▶ [TASK]
Take the line containing "of the railing" and all lines after it to the end of the records, and output them exactly.

━━━ RECORDS TO USE ━━━

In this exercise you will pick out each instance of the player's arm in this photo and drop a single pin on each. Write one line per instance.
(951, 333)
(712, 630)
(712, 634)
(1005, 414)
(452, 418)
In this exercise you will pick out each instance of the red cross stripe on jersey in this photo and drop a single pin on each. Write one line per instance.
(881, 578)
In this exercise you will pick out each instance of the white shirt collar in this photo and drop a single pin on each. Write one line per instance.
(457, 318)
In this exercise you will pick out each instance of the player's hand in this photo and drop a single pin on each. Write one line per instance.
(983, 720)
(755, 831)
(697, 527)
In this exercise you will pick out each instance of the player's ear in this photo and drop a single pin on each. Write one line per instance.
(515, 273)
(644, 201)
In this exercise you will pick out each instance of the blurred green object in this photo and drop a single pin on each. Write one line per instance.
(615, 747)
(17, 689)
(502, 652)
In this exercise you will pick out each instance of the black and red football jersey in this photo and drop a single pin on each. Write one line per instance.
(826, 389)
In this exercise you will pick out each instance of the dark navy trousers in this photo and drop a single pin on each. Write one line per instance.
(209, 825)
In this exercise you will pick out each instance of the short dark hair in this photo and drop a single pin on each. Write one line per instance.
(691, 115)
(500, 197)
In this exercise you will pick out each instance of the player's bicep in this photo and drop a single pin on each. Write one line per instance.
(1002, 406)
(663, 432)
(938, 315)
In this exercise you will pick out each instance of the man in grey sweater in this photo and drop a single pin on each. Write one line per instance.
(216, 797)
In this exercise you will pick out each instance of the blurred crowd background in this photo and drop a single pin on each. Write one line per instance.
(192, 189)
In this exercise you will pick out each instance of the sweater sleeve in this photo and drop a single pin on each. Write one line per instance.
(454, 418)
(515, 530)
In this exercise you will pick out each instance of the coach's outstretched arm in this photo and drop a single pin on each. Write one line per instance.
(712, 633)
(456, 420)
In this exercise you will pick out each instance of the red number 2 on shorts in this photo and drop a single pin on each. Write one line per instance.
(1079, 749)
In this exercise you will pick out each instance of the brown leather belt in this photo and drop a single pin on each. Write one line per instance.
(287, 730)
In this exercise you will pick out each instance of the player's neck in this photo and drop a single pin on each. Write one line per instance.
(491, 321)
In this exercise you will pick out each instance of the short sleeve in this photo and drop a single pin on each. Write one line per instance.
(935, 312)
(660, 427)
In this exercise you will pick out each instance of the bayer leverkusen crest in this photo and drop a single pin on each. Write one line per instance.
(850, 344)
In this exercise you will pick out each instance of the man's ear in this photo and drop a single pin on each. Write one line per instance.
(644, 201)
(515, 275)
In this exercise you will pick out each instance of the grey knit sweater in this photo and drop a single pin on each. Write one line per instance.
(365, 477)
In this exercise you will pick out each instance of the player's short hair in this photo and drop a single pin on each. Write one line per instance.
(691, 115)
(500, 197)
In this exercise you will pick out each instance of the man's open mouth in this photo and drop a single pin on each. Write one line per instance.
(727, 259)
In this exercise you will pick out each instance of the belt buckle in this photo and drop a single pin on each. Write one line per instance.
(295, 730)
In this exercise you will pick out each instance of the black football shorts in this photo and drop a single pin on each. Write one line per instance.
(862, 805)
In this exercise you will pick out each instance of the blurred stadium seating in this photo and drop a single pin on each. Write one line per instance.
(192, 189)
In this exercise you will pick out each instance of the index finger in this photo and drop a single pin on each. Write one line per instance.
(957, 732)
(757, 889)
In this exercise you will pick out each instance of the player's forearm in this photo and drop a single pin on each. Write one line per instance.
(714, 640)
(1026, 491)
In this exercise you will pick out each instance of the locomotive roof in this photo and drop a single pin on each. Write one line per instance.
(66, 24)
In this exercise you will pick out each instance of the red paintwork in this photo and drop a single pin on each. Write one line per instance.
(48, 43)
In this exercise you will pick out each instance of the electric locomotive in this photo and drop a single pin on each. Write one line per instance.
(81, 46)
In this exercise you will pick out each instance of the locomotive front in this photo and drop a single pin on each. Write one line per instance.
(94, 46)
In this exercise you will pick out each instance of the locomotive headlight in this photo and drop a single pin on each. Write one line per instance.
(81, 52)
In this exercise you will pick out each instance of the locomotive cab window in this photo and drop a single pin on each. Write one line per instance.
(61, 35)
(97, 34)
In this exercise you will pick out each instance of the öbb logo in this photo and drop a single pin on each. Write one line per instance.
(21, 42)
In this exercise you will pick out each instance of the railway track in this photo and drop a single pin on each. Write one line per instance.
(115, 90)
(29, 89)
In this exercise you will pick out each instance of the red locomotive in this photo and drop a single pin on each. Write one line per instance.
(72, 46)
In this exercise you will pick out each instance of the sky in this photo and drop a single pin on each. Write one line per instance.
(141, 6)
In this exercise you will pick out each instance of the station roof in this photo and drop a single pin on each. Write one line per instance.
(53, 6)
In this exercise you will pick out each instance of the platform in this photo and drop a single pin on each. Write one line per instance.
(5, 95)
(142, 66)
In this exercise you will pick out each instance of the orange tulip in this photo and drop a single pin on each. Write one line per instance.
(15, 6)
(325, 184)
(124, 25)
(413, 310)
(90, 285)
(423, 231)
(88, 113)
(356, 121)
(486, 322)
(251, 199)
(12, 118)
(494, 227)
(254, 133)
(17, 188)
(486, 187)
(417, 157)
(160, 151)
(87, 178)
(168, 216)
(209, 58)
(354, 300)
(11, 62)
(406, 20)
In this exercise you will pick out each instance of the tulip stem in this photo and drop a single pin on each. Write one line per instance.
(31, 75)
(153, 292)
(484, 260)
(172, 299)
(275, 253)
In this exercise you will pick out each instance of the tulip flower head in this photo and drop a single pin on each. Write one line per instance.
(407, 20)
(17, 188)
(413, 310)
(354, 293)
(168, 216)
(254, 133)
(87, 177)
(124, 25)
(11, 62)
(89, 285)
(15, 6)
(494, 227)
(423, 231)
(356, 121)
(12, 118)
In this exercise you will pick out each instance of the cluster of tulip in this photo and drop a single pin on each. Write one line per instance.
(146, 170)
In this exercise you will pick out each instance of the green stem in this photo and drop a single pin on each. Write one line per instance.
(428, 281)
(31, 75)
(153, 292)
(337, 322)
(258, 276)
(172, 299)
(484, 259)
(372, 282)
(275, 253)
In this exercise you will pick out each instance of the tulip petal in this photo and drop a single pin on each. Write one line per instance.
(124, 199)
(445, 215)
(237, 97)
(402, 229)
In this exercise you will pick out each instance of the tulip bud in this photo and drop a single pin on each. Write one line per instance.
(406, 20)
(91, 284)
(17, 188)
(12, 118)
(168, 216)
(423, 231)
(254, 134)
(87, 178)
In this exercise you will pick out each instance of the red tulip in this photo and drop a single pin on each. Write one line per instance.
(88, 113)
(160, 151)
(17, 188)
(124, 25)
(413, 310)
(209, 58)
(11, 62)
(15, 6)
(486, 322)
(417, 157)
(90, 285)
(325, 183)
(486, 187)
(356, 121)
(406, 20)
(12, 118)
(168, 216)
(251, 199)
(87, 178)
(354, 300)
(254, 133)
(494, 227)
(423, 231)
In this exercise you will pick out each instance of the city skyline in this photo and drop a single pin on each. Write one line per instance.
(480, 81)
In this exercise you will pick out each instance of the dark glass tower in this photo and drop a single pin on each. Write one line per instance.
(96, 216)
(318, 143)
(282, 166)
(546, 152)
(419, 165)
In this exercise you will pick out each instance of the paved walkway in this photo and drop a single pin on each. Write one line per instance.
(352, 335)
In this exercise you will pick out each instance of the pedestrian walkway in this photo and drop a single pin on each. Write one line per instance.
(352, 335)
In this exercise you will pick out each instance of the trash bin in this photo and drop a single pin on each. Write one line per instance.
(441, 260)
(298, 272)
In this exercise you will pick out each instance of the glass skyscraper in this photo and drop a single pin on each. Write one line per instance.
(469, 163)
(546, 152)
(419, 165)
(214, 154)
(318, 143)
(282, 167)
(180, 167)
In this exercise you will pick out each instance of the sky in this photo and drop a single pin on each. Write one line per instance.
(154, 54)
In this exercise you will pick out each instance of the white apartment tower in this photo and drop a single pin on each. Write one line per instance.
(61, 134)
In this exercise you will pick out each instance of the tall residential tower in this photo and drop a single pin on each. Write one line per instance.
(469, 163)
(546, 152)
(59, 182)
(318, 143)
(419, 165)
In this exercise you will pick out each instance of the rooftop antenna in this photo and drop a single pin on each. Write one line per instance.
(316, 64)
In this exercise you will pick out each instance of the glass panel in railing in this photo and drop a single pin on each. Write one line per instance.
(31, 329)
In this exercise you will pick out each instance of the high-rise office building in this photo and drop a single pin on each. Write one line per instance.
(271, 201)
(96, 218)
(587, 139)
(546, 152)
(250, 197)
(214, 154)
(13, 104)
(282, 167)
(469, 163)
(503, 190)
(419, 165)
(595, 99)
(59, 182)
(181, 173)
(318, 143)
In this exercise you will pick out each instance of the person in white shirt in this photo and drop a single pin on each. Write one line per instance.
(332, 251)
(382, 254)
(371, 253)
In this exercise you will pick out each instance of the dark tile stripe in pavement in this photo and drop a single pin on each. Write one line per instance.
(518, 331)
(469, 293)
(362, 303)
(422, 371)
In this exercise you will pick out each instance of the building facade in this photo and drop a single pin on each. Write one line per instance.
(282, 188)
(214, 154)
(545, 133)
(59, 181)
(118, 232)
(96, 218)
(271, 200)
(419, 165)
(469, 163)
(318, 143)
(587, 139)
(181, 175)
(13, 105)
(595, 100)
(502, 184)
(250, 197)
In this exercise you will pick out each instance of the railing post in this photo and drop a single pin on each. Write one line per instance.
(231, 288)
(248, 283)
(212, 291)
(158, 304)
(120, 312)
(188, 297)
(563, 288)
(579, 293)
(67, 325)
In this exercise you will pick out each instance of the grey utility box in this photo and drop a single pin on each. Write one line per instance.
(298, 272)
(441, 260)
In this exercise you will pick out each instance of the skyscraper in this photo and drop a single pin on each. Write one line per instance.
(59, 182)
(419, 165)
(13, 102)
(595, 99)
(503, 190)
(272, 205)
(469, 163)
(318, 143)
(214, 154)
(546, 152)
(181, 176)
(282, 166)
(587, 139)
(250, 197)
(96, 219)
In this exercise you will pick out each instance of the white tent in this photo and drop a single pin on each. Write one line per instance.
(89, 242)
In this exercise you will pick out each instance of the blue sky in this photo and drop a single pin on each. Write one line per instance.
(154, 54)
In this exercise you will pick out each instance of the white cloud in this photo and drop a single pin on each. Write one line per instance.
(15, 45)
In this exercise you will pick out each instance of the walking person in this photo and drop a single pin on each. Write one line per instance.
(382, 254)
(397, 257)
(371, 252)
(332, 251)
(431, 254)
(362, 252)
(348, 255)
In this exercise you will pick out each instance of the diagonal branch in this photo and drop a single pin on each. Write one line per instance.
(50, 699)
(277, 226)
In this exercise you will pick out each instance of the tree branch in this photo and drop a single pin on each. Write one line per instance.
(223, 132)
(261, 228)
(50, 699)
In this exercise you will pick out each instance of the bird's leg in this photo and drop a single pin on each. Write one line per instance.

━━━

▶ [RESPONSE FOR THIS EXERCISE]
In this exercise you will pick out each instance of the railing post in this photo and drop a single pin on each. Write one line per instance.
(231, 288)
(248, 283)
(212, 291)
(158, 304)
(120, 312)
(188, 297)
(563, 288)
(579, 293)
(67, 325)
In this exercise you will pick out each instance of the grey utility box in this photo and drop a single pin on each. Write one line per instance.
(298, 272)
(441, 260)
In this exercise you will pick out each instance of the skyscraper in this photo and drop a single pin on each. Write one line per instance.
(59, 182)
(419, 165)
(13, 102)
(595, 99)
(503, 190)
(272, 205)
(469, 163)
(318, 143)
(214, 154)
(546, 152)
(181, 176)
(282, 166)
(587, 139)
(250, 197)
(96, 219)
In this exercise you will pick out each instance of the white tent in this photo and drop a single pin on each. Write one line per instance.
(89, 242)
In this exercise you will pick out each instance of the blue sky in this photo and drop a single pin on each. Write one line per instance.
(154, 54)
In this exercise you will pick out each instance of the white cloud in this photo and drop a single pin on each. Write one line per instance.
(15, 45)
In this exercise you will pick out each instance of the walking person in this photo and drop a single pin on each. Write one line per instance.
(382, 254)
(397, 257)
(371, 252)
(332, 251)
(431, 254)
(362, 252)
(348, 255)
In this exercise you will pick out each instance of the diagonal branch in this photo and drop a single pin on each. Write one line per instance.
(50, 699)
(277, 226)
In this exercise you will pick out each instance of the tree branch in this photo and drop a single pin on each. Write one line per instance.
(223, 132)
(261, 228)
(50, 699)
In this exercise you will pick out each instance of the bird's leg in this photo and drop a single pin on each. Write one line per instance.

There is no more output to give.